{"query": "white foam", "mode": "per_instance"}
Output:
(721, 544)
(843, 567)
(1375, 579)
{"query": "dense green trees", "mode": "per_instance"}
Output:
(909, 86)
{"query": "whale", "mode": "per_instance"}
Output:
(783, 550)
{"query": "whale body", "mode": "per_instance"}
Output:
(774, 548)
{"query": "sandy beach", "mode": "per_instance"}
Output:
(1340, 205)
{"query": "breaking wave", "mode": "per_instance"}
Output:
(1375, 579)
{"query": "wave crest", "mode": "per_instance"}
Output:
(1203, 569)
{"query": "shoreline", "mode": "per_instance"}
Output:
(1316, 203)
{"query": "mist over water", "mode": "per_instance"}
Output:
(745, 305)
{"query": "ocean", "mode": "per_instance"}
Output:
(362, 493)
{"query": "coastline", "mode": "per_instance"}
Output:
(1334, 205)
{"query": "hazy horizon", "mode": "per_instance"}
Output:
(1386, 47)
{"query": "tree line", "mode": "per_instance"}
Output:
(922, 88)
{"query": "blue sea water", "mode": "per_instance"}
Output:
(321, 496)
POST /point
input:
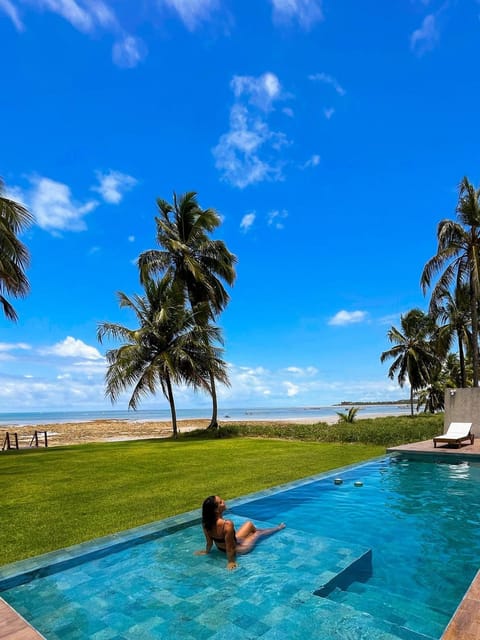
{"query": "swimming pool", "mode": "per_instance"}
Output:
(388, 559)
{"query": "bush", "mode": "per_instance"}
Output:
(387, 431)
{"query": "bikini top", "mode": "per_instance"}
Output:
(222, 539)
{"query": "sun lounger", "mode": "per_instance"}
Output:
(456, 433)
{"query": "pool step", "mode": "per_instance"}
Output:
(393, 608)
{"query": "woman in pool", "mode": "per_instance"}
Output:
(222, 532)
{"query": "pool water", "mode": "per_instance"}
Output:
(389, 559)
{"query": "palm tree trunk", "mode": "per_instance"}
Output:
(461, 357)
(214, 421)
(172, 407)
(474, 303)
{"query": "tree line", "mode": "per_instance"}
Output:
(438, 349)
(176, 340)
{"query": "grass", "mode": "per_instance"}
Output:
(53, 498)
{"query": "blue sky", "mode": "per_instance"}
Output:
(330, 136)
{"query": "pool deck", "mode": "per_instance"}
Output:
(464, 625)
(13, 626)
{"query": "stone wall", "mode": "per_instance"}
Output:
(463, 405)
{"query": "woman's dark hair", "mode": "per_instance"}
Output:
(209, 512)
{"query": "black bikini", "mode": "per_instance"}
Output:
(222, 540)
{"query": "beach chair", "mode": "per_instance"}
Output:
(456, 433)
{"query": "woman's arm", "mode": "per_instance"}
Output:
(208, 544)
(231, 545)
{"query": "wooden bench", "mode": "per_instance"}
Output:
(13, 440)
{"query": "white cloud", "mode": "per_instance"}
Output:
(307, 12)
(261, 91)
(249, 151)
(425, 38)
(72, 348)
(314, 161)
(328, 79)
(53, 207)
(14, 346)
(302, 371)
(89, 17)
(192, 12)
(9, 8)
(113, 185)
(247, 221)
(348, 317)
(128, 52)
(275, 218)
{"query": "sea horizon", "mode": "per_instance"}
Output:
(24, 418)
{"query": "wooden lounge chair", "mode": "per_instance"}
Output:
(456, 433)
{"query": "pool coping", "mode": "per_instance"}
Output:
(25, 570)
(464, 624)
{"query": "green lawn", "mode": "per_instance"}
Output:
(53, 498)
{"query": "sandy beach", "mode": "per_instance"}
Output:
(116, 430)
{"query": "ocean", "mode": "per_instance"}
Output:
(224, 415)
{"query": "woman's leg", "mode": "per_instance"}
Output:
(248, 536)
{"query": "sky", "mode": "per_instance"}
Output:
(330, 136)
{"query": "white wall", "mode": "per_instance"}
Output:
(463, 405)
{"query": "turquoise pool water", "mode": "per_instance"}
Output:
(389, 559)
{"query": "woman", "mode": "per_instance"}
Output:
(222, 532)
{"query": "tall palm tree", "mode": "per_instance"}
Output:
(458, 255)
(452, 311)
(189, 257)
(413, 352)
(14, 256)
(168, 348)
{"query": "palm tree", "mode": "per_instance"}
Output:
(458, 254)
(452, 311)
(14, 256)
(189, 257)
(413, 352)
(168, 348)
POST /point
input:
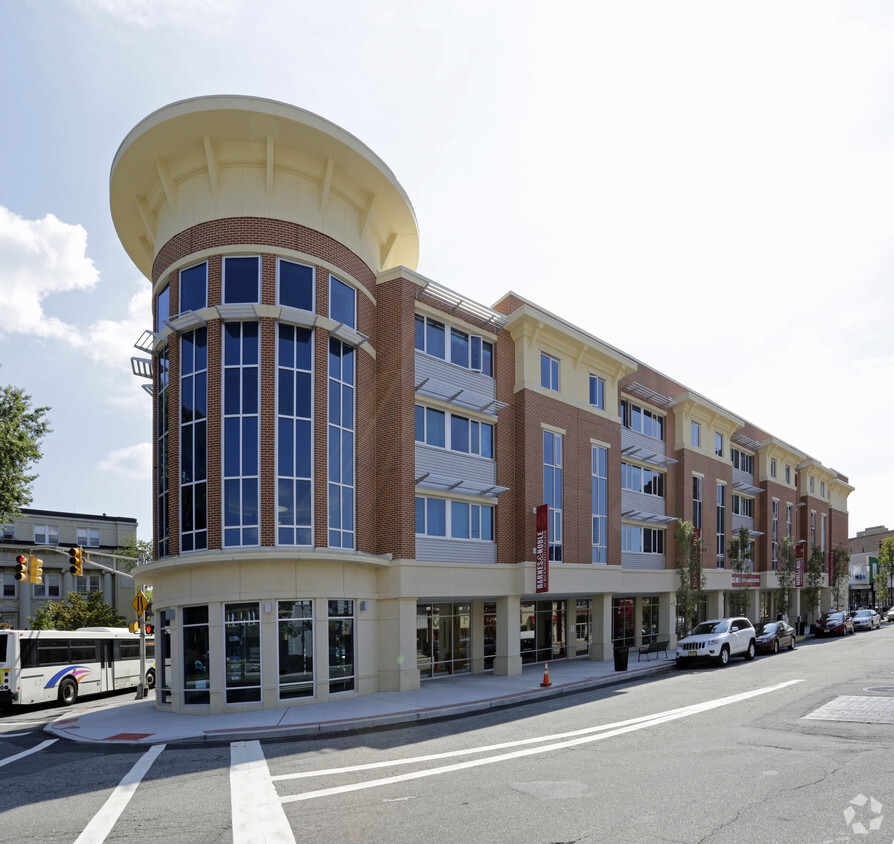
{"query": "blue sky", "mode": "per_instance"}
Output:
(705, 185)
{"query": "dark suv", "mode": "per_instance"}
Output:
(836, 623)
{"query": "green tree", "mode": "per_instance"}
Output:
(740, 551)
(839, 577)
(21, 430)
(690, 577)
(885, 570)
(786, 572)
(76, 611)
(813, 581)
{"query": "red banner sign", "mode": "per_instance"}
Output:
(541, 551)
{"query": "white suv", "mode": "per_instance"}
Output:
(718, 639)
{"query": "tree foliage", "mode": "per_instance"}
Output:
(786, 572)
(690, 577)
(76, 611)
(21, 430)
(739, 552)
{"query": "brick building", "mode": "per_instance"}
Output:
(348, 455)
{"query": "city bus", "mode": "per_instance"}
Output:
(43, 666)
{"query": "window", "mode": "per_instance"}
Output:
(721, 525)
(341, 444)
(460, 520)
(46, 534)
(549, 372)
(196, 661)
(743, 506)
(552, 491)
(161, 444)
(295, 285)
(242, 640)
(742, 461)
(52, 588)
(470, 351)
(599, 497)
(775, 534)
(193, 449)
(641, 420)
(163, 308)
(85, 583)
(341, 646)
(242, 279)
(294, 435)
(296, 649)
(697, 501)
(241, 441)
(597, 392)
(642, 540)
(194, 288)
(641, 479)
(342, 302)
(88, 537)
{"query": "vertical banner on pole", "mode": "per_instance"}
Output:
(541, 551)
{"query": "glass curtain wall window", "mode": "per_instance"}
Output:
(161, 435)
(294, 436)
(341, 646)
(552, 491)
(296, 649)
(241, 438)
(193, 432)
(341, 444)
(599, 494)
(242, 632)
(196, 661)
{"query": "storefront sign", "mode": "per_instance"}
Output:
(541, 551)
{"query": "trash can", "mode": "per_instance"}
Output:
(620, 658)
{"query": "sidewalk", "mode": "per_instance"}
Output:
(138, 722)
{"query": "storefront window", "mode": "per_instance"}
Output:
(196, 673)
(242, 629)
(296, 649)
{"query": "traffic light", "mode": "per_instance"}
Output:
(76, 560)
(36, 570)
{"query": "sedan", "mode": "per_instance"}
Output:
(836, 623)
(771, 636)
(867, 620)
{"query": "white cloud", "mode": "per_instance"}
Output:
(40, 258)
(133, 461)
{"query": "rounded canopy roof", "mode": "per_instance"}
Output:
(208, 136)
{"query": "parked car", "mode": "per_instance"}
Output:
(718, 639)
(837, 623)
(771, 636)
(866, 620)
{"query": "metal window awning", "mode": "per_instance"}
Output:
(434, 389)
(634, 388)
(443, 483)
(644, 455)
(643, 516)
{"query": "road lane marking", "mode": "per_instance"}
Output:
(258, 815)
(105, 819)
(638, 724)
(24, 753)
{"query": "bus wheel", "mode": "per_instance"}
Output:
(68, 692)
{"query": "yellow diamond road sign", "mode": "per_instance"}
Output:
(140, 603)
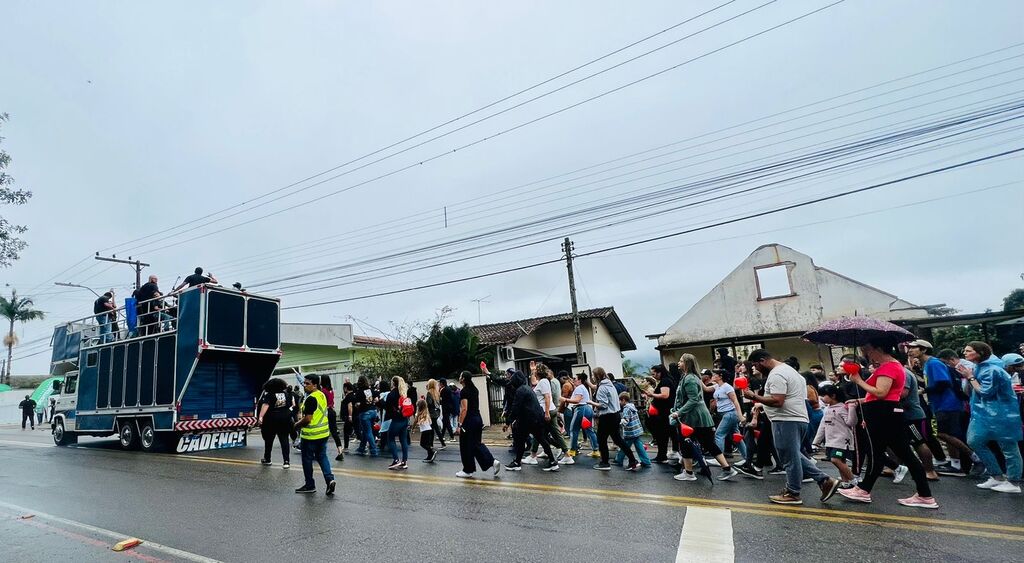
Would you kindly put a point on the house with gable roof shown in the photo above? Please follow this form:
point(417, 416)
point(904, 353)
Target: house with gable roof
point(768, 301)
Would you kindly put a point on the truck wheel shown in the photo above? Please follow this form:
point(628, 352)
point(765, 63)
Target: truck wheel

§

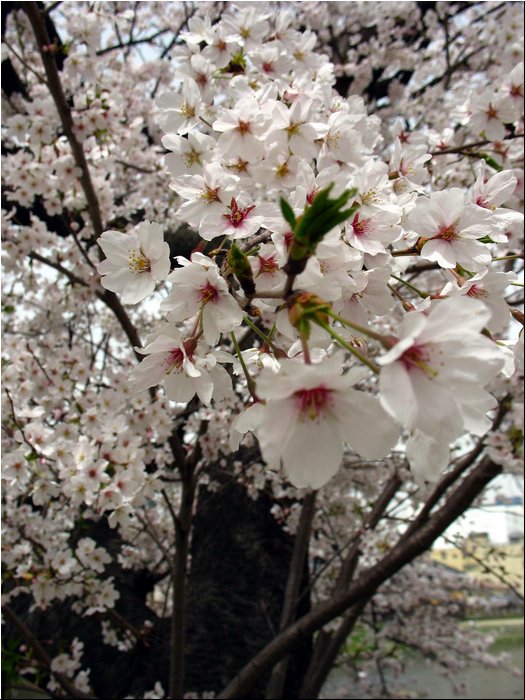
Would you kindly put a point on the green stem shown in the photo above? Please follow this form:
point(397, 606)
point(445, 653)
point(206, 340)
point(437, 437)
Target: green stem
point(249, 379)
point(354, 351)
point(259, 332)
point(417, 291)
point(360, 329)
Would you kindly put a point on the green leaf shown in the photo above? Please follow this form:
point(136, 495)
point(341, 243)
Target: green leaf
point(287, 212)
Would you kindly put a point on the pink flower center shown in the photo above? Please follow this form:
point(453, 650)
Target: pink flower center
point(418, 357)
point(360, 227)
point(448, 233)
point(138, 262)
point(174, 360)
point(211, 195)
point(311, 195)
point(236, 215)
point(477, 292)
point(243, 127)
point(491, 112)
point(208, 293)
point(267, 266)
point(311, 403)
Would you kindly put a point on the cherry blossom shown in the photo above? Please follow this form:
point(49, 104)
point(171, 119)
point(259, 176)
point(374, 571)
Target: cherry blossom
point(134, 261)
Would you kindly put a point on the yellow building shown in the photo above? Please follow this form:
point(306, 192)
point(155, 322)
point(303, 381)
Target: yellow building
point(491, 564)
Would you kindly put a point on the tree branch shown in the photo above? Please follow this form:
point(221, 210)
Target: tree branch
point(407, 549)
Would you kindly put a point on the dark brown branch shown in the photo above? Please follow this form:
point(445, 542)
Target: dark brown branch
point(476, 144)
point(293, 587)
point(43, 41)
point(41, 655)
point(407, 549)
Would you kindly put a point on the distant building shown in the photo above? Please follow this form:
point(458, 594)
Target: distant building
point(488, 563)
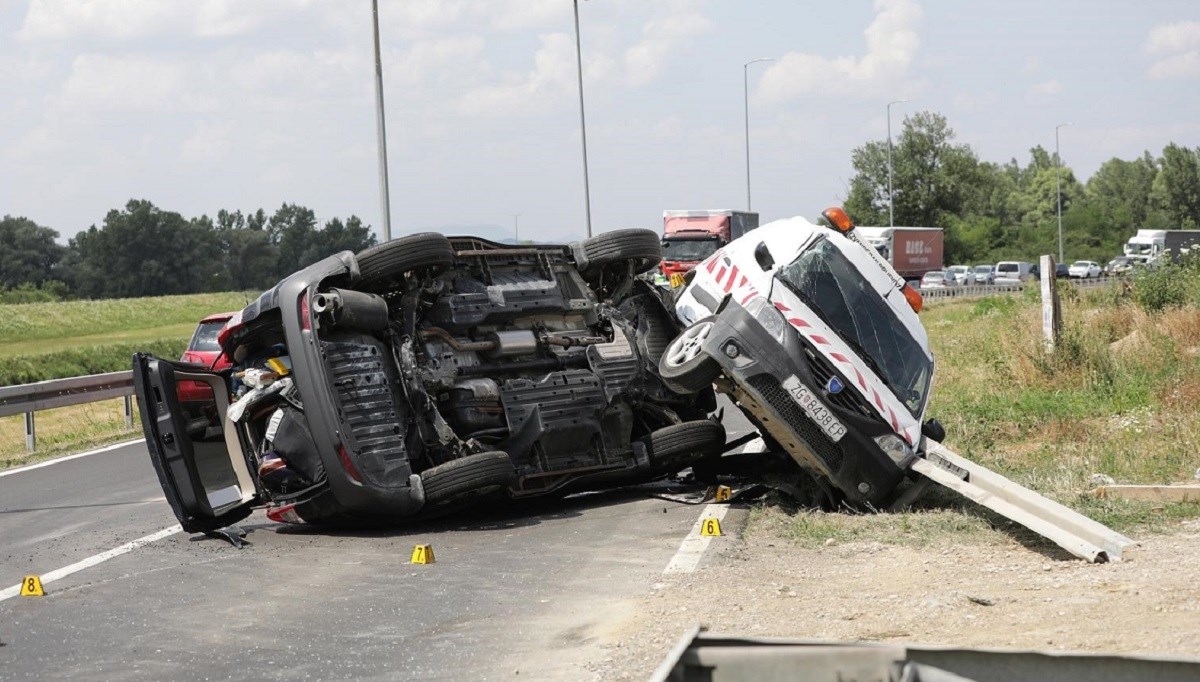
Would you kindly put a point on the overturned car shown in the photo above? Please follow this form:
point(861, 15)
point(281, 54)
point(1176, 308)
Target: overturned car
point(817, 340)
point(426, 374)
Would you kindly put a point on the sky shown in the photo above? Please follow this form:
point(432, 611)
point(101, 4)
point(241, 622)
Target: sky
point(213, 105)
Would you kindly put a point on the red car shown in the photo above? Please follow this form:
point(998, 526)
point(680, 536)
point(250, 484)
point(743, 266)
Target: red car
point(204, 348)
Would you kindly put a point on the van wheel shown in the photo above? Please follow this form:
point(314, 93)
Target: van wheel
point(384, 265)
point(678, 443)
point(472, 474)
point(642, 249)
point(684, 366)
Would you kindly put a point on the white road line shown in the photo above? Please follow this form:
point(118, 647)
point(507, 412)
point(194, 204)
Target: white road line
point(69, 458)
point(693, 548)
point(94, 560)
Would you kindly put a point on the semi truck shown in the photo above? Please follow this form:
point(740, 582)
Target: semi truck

§

_TASK ITEM_
Copy out, in full, each line above that has the word "sign" in it.

_ANSWER TO THIS TASK_
{"query": "red banner sign", "mode": "per_instance"}
{"query": "storefront sign", "mode": "per_instance"}
{"query": "yellow diamond road sign", "mode": "per_instance"}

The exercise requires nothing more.